◆ WHAT THE TASK ASKS:
Transcribe the entire listing faithfully; every line must match the original.

══════

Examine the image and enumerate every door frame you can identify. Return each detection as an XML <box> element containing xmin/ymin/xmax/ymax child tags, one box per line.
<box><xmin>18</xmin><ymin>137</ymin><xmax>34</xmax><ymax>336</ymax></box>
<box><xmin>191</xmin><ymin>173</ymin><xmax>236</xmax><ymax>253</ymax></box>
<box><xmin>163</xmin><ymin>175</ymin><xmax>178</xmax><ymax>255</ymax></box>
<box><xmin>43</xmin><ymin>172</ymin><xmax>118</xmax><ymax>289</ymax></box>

══════

◆ WRITTEN SOLUTION:
Examine the image and enumerate every door frame you can identify. Return each detection as an XML <box> element containing xmin/ymin/xmax/ymax child tags, one box per line.
<box><xmin>18</xmin><ymin>137</ymin><xmax>34</xmax><ymax>336</ymax></box>
<box><xmin>191</xmin><ymin>173</ymin><xmax>236</xmax><ymax>253</ymax></box>
<box><xmin>163</xmin><ymin>175</ymin><xmax>178</xmax><ymax>255</ymax></box>
<box><xmin>43</xmin><ymin>172</ymin><xmax>118</xmax><ymax>289</ymax></box>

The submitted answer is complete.